## TASK STATEMENT:
The full listing is to be written out again, unchanged.

## MATERIAL PROVIDED:

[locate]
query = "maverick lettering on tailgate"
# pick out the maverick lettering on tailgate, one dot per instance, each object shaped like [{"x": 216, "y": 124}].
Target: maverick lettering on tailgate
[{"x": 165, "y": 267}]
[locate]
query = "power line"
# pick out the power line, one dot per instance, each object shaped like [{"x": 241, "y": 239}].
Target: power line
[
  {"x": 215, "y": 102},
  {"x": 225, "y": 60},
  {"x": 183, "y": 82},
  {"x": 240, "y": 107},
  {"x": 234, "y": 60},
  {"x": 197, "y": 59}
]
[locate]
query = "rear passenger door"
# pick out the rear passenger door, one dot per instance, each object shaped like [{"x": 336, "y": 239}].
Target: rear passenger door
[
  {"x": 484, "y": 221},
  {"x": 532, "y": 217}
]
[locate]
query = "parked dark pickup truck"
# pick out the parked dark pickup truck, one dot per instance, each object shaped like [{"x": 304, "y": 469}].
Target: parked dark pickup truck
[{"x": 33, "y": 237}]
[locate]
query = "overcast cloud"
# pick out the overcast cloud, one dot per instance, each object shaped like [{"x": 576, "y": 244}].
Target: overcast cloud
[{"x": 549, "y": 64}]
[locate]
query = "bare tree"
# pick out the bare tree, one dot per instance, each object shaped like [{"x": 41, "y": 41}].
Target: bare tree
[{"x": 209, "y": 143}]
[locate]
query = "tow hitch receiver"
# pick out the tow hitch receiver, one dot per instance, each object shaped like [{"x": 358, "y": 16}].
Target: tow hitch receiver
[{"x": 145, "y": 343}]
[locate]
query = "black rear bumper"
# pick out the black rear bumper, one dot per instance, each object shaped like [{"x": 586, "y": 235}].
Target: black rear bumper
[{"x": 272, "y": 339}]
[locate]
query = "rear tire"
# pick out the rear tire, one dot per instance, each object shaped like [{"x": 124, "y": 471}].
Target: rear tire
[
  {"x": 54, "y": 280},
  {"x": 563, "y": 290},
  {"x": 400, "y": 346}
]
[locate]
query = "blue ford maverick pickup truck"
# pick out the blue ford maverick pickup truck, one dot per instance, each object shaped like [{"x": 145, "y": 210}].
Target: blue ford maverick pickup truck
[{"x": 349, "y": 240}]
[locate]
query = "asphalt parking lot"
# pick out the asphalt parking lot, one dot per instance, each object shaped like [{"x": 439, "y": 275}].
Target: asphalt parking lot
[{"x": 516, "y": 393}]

## TASK ANSWER:
[locate]
query = "maverick lettering on tailgate"
# pick out the maverick lettering on tailgate, one dot per instance, each object shaped like [{"x": 216, "y": 124}].
Target: maverick lettering on tailgate
[{"x": 165, "y": 267}]
[locate]
query = "power line"
# pick out the power line, one dot per instance, each object shaped like [{"x": 241, "y": 239}].
Target: power line
[
  {"x": 215, "y": 102},
  {"x": 225, "y": 60},
  {"x": 183, "y": 82},
  {"x": 240, "y": 107},
  {"x": 234, "y": 60},
  {"x": 197, "y": 59}
]
[locate]
query = "rear passenger door"
# pick out the rear passenger door, one dot per instance, each object shaped like [{"x": 336, "y": 239}].
Target: rear passenger door
[
  {"x": 484, "y": 221},
  {"x": 532, "y": 217}
]
[locate]
query = "parked dark pickup truck"
# pick out the parked dark pickup truck, one dot per instance, each object shaped like [{"x": 304, "y": 469}].
Target: parked dark pickup truck
[{"x": 33, "y": 237}]
[locate]
query = "overcast cloud"
# pick out the overcast cloud, one dot per instance, each object shaped like [{"x": 576, "y": 244}].
Target: overcast cloud
[{"x": 549, "y": 64}]
[locate]
query = "bare tree"
# pick out the bare tree, one dot per instance, each object shaped like [{"x": 41, "y": 41}].
Target: bare tree
[{"x": 209, "y": 143}]
[locate]
query = "tow hitch receiver"
# pick out the tow hitch receiver, one dot per instance, each object shaped like [{"x": 358, "y": 16}].
Target: tow hitch receiver
[{"x": 145, "y": 343}]
[locate]
query = "black rear bumper"
# pick out the black rear bumper, one dot per instance, each object shaped like [{"x": 586, "y": 235}].
Target: black rear bumper
[{"x": 272, "y": 339}]
[locate]
query = "rear tire"
# pick out the rear tire, one dot per instance, each object shaped like [{"x": 124, "y": 471}].
Target: rear tire
[
  {"x": 54, "y": 280},
  {"x": 563, "y": 290},
  {"x": 400, "y": 346}
]
[locate]
query = "blue ford maverick pickup truck"
# pick out the blue ford maverick pickup truck, one dot per instance, each object shaped like [{"x": 145, "y": 210}].
Target: blue ford maverick pickup truck
[{"x": 349, "y": 240}]
[locate]
query = "asphalt parking lot"
# pick out the asphalt parking lot, one dot per instance, each object shaped like [{"x": 439, "y": 275}].
Target: asphalt parking lot
[{"x": 516, "y": 393}]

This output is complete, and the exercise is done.